Collection entries

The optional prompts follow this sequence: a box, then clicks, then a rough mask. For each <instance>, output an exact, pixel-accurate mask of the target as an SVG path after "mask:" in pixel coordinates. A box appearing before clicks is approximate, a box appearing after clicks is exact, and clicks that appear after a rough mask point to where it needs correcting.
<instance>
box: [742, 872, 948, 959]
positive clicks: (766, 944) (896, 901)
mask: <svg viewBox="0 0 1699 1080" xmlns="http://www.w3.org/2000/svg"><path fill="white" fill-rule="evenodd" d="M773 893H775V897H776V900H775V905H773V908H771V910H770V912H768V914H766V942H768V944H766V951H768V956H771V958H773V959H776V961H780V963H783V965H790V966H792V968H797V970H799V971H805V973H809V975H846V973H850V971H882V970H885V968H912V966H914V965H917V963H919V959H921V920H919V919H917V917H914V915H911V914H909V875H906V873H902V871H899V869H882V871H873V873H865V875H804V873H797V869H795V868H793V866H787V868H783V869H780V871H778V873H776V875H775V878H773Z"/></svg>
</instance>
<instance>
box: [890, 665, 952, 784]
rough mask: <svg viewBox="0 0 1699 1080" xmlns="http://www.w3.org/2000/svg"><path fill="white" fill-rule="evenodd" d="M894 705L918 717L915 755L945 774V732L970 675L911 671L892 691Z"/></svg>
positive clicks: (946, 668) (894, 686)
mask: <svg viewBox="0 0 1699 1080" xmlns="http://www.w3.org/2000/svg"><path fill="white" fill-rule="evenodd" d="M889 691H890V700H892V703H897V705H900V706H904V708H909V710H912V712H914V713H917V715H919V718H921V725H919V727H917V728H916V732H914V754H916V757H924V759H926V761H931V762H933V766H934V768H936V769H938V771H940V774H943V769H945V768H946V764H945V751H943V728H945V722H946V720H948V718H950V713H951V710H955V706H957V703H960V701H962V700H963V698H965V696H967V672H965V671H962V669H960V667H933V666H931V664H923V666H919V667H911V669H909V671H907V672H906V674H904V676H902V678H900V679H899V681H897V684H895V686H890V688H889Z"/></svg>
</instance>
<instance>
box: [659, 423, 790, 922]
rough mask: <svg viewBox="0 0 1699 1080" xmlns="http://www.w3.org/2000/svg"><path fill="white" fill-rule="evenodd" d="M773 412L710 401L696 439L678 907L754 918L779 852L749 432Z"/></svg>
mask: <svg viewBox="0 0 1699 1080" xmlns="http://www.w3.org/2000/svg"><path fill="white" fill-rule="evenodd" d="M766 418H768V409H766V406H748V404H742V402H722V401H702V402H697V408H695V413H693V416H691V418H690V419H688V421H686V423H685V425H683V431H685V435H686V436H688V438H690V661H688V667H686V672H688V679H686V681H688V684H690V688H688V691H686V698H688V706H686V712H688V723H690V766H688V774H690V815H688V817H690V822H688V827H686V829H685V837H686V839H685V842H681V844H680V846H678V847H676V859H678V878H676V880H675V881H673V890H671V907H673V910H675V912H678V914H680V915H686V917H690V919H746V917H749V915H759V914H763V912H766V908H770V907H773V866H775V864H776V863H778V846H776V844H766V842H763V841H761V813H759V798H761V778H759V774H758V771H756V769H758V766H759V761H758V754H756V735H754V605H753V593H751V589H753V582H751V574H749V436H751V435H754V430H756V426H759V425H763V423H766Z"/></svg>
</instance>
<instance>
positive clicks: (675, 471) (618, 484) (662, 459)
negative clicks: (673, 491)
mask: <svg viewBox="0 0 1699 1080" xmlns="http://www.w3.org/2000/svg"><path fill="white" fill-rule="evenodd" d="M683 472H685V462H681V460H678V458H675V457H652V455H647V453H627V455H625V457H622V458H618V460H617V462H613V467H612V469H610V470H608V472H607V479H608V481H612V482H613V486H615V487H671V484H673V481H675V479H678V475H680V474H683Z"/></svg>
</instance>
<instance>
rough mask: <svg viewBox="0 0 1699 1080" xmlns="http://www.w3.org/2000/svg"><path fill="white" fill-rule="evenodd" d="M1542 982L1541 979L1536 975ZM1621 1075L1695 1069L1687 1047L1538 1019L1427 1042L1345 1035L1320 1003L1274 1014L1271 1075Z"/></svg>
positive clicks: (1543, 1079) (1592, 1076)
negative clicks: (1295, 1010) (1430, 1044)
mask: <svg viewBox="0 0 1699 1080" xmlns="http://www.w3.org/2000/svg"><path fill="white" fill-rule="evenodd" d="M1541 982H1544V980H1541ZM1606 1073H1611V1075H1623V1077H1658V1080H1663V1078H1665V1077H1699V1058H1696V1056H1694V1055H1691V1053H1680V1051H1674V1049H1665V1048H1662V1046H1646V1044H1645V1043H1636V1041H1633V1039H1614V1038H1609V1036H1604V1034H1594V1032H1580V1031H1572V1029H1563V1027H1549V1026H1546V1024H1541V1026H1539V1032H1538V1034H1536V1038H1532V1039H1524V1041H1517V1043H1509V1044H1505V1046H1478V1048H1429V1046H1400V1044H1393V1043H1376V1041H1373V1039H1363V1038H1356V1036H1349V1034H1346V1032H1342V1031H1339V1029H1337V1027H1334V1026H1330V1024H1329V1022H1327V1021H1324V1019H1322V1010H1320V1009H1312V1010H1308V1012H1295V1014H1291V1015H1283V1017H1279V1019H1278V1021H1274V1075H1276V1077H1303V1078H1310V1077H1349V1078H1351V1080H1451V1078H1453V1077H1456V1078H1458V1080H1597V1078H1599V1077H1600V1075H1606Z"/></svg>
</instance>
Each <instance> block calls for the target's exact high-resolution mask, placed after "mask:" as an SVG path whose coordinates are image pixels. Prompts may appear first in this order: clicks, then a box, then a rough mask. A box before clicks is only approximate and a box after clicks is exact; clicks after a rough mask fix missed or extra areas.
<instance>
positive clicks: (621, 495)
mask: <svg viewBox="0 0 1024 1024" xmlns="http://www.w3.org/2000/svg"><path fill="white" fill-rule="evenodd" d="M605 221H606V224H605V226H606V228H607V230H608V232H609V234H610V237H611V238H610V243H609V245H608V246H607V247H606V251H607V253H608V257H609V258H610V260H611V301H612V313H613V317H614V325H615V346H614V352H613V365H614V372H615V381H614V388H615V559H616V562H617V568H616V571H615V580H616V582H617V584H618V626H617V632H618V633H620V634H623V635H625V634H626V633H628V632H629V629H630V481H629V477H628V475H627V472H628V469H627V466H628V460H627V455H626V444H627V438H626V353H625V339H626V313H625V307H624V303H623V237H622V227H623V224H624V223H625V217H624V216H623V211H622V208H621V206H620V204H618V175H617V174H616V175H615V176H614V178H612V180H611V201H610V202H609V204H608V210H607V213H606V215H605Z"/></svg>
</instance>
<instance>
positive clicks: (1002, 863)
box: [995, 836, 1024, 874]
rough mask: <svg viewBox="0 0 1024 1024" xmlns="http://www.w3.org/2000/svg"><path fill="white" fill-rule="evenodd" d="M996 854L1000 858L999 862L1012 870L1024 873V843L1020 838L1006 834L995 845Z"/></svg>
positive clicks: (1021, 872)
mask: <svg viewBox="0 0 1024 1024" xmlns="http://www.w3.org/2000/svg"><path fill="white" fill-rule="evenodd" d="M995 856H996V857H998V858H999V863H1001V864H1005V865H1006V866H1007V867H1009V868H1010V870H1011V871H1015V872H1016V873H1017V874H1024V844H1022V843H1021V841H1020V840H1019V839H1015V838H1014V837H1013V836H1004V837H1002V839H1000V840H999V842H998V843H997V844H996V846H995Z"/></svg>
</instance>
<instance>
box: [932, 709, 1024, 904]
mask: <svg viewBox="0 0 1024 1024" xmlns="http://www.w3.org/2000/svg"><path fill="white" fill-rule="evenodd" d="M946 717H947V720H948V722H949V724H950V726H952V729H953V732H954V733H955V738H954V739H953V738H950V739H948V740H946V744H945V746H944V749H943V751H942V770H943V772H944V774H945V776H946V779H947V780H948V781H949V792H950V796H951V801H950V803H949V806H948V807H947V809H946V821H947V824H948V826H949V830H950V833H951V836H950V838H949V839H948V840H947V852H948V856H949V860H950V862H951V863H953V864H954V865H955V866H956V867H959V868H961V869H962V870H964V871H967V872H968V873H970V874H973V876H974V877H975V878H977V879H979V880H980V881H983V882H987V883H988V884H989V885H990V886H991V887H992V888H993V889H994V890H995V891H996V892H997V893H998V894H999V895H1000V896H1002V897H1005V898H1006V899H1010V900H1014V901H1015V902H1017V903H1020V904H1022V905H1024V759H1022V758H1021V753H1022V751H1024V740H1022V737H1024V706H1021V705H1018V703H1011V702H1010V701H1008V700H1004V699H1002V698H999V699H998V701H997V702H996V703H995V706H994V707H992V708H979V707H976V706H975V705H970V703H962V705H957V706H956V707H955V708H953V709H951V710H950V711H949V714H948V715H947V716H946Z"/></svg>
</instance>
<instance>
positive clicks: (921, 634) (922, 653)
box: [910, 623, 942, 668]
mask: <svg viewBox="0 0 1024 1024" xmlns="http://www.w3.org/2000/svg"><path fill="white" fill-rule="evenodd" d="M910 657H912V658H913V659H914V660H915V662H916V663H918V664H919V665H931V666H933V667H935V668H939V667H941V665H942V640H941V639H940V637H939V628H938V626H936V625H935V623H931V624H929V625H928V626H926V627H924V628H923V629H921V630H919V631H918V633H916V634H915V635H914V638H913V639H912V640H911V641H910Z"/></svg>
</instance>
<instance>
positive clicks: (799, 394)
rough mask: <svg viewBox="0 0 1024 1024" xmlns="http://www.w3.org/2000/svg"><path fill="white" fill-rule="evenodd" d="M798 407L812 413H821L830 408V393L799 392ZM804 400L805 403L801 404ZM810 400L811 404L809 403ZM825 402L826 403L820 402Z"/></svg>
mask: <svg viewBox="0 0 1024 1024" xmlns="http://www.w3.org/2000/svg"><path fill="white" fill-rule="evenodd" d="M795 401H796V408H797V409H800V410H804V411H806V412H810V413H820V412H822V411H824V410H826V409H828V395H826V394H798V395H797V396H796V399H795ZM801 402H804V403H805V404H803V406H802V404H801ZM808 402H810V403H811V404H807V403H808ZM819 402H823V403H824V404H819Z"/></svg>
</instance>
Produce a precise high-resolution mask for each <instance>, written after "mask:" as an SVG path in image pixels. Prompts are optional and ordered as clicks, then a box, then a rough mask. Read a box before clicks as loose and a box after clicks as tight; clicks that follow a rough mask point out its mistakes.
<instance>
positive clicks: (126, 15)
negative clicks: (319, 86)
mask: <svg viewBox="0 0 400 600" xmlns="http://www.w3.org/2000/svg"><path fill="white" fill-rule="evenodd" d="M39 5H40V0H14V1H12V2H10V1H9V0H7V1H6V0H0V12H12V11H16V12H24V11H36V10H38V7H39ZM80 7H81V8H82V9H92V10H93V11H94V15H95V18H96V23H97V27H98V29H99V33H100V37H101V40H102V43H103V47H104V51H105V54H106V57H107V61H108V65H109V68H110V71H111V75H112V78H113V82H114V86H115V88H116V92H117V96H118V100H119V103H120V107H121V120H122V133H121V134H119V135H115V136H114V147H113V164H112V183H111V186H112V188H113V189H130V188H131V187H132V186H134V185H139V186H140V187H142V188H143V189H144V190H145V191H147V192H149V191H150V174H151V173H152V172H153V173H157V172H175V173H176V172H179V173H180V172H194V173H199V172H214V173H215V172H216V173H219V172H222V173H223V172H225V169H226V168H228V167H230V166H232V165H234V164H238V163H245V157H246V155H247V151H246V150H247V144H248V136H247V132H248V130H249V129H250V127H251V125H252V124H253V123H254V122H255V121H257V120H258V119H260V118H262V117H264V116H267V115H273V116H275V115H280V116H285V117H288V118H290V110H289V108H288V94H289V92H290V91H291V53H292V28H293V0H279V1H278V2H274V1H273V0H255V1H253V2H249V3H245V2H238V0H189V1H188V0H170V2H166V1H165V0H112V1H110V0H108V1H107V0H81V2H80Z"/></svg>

Aim of the task - Quote the records above exactly, from the first line through the line containing "705L918 717L915 755L945", and nothing more.

Exercise answer -
The optional prompts follow this sequence: a box, then clicks, then a rough mask. For each <instance>, output an exact, pixel-accurate mask of the target as an SVG path after "mask:" in pixel coordinates. A box appearing before clicks is approximate, a box appearing after clicks is exact, and clicks that appear after a rough mask point to where it needs correcting.
<instance>
box: [742, 872, 948, 959]
positive clicks: (766, 944) (896, 901)
mask: <svg viewBox="0 0 1699 1080" xmlns="http://www.w3.org/2000/svg"><path fill="white" fill-rule="evenodd" d="M773 893H775V897H776V900H775V905H773V908H771V910H770V912H768V914H766V942H768V944H766V951H768V956H771V958H773V959H776V961H780V963H783V965H790V966H792V968H797V970H799V971H805V973H809V975H846V973H850V971H882V970H885V968H912V966H914V965H917V963H919V959H921V920H919V919H917V917H914V915H911V914H909V875H906V873H902V871H899V869H882V871H873V873H865V875H804V873H797V869H795V868H793V866H787V868H783V869H780V871H778V873H776V875H775V878H773Z"/></svg>
</instance>
<instance>
box: [890, 665, 952, 784]
rough mask: <svg viewBox="0 0 1699 1080" xmlns="http://www.w3.org/2000/svg"><path fill="white" fill-rule="evenodd" d="M894 705L918 717L915 755L945 774V732L970 675L911 671L892 691Z"/></svg>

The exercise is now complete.